OBJECTIVE. In the records below, find the line containing "Point to the car", then extract that line and all subsequent lines exactly, leaving out everything else.

Records excerpted from a collection
_____
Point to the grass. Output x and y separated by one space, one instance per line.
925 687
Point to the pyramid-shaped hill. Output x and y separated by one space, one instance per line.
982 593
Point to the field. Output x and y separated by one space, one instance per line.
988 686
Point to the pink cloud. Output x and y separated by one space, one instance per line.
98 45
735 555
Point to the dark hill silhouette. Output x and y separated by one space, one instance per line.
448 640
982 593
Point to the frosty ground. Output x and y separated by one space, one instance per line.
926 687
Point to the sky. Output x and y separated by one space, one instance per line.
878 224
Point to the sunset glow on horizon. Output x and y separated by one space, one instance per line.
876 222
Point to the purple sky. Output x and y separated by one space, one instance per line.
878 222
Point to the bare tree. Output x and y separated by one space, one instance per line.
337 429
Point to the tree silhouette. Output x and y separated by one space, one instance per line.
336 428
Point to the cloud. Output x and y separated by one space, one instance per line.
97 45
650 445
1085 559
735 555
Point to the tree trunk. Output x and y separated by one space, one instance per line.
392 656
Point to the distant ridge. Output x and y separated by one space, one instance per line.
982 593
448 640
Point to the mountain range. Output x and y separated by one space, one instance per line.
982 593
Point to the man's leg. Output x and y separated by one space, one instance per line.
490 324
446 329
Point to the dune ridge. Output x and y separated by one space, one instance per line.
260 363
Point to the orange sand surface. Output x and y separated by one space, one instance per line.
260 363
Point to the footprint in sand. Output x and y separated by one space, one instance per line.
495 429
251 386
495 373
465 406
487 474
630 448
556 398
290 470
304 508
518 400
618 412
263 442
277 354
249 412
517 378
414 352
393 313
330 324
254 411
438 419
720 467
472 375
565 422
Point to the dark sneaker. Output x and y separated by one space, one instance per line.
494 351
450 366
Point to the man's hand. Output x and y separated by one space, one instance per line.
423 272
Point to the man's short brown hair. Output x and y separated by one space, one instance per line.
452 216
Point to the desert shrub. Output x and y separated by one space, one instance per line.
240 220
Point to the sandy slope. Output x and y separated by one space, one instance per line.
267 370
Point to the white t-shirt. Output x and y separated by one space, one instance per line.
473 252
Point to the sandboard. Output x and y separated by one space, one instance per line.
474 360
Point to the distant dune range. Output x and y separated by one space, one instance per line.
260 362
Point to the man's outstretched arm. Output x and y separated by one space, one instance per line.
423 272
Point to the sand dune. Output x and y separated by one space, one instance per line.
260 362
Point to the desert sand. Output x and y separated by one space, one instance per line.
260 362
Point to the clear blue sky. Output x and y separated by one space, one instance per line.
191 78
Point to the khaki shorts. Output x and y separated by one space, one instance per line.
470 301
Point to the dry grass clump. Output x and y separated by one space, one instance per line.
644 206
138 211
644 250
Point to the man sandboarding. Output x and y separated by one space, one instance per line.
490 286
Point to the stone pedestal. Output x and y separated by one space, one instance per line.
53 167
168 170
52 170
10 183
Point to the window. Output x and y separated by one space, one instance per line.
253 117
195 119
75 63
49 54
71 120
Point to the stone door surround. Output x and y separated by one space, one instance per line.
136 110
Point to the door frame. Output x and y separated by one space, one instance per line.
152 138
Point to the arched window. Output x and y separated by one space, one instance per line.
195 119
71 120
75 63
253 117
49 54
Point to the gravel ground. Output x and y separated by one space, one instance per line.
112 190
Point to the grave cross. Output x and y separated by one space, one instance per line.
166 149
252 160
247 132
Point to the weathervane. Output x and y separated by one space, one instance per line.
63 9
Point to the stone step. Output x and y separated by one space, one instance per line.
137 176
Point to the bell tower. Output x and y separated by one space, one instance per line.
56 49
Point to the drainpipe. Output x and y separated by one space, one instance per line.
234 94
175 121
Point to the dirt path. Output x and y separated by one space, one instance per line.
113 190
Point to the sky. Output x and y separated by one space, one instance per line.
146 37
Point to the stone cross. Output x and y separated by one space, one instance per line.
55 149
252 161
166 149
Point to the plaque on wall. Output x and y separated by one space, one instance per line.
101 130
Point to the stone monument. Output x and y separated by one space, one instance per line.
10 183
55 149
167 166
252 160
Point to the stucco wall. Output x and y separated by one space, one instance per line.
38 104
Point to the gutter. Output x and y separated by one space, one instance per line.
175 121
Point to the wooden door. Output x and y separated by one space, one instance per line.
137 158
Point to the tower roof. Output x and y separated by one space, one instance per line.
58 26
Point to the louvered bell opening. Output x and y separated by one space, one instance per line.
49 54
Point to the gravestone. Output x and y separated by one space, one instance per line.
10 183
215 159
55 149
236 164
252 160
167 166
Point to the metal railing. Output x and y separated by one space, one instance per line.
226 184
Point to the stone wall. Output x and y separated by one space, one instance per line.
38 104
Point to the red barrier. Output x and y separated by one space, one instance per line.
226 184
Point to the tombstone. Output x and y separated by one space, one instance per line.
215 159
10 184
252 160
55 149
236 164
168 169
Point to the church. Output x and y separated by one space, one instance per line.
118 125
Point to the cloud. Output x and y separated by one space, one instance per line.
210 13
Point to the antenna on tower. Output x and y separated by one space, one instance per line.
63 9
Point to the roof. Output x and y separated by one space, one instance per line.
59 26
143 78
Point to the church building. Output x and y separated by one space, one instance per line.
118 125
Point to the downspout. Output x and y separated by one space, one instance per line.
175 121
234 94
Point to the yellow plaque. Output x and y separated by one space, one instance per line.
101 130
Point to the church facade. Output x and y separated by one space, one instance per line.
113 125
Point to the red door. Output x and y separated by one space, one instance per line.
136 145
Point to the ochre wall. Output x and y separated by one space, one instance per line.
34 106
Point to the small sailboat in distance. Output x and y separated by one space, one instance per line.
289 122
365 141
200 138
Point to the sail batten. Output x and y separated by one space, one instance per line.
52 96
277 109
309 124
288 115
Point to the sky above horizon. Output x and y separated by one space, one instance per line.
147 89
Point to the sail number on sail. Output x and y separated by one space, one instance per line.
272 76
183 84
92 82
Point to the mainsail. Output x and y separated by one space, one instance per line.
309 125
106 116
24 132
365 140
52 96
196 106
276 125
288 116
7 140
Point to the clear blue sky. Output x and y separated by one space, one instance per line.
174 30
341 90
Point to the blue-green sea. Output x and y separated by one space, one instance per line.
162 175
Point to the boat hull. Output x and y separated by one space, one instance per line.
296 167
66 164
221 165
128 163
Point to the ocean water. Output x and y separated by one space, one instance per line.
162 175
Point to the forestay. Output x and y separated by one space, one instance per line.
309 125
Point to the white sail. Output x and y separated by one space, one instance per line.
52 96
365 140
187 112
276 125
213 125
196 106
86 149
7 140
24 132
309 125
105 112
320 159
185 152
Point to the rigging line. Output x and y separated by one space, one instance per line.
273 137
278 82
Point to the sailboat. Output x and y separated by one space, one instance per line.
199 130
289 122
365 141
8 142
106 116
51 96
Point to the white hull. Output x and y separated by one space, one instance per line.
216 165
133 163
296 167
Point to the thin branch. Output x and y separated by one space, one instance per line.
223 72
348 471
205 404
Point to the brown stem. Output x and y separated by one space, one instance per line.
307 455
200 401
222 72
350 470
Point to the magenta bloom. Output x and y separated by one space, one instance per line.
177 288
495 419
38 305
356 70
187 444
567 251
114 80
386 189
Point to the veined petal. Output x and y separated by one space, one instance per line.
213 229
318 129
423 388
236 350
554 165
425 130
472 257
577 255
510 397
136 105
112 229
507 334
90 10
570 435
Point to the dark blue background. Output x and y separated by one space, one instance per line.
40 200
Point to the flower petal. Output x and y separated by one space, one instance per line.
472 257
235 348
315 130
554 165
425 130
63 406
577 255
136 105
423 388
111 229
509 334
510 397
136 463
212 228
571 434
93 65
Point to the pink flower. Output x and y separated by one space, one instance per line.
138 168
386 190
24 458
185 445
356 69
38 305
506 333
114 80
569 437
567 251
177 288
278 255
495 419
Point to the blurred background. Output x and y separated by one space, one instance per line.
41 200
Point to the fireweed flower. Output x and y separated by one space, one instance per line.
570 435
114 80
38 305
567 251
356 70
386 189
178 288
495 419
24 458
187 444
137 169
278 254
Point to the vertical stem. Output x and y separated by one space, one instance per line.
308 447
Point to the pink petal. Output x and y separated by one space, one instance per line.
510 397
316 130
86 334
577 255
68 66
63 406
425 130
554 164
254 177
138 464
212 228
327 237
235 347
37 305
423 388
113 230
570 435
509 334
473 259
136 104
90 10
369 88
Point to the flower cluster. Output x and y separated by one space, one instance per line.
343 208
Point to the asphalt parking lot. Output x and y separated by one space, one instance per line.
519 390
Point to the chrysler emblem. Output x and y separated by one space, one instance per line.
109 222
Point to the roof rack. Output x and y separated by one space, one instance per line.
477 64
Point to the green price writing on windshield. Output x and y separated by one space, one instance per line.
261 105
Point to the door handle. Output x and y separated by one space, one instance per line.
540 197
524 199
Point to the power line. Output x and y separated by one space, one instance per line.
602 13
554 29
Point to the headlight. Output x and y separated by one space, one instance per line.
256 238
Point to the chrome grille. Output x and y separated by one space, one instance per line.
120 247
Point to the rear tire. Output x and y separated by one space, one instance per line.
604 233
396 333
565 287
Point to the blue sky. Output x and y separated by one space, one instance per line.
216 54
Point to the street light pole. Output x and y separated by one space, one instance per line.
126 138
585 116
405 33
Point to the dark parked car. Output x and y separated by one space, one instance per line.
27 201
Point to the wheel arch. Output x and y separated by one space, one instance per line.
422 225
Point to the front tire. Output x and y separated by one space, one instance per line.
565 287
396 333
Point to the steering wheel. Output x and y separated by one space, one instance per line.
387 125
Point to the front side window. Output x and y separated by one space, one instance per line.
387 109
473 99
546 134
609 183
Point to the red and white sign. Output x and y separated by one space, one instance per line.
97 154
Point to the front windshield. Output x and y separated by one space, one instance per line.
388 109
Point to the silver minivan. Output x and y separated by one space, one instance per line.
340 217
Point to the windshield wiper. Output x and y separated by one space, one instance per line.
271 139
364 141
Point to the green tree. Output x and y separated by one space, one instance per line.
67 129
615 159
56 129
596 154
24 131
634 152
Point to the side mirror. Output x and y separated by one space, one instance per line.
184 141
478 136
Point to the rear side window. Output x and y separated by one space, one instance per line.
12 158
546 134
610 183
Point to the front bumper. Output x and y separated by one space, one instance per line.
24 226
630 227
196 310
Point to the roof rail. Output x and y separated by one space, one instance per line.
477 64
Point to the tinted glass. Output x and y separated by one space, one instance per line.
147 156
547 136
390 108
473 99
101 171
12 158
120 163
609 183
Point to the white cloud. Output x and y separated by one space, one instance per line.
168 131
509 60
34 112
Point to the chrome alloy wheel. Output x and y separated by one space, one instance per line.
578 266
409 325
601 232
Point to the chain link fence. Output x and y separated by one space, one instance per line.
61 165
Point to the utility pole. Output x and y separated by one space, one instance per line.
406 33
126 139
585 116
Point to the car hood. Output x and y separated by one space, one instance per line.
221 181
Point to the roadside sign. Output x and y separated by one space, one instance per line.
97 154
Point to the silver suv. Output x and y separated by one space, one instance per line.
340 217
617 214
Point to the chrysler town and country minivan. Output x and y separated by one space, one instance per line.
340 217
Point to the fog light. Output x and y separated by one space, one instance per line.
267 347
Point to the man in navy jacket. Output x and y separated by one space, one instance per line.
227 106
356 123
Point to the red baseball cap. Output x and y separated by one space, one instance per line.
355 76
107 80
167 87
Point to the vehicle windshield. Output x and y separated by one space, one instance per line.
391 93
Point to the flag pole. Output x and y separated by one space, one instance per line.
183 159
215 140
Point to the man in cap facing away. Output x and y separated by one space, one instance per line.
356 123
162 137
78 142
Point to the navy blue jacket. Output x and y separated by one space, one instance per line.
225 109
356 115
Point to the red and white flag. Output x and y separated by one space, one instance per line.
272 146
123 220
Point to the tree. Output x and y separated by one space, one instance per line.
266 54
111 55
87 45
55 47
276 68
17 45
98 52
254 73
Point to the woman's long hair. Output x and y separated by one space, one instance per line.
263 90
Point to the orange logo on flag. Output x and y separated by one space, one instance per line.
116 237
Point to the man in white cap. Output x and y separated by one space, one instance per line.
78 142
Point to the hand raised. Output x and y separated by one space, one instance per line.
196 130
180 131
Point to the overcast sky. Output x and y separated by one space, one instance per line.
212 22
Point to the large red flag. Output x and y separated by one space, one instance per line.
_____
FINAL ANSWER.
Point to the car hood. Output x and y separated by one space, one instance per line.
221 181
Point to the roadside sign. Output x and y separated by one space, one instance per line.
97 154
Point to the silver suv. Output x and y separated by one space, one instance per line.
340 217
617 214
Point to the chrysler town and country minivan. Output x and y separated by one space, one instance per line.
340 217
Point to the fog light. Output x and y separated by one space, one instance per line.
267 347
Point to the man in navy jacket. Output x and y separated by one space, one instance per line.
227 106
356 123
Point to the red baseball cap. Output x and y separated by one space, one instance per line.
355 76
107 80
167 87
Point to the vehicle windshield. Output x and y separated by one space, one instance per line.
391 93
Point to the flag pole. Output x and y separated by one space, one instance per line.
183 159
215 140
Point to the man in cap facing away. Output x and y separated by one space, one instance per line.
356 123
162 137
78 142
Point to the navy blue jacket. Output x and y separated by one space, one instance per line.
225 109
356 115
Point to the red and white flag. Output x and y separated by one space, one instance per line.
272 146
123 220
Point to the tree. Output x and y separated by one space, one instance per line.
266 54
111 55
87 45
55 47
276 68
17 45
98 52
254 73
Point to the woman's long hair. Output x and y separated by one space, one instance per line.
263 90
Point to the orange logo on flag. Output x and y separated by one space, one instance per line.
116 237
Point to the man in white cap. Output x and y separated by one space, one instance per line.
78 142
Point to the hand raised. Output x and y separated by one space, one instance per line.
196 130
180 131
Point to the overcast sky. Output x and y separated by one space, one instance per line.
212 22
Point to the large red flag. Output x and y separated by one space, one instance per line.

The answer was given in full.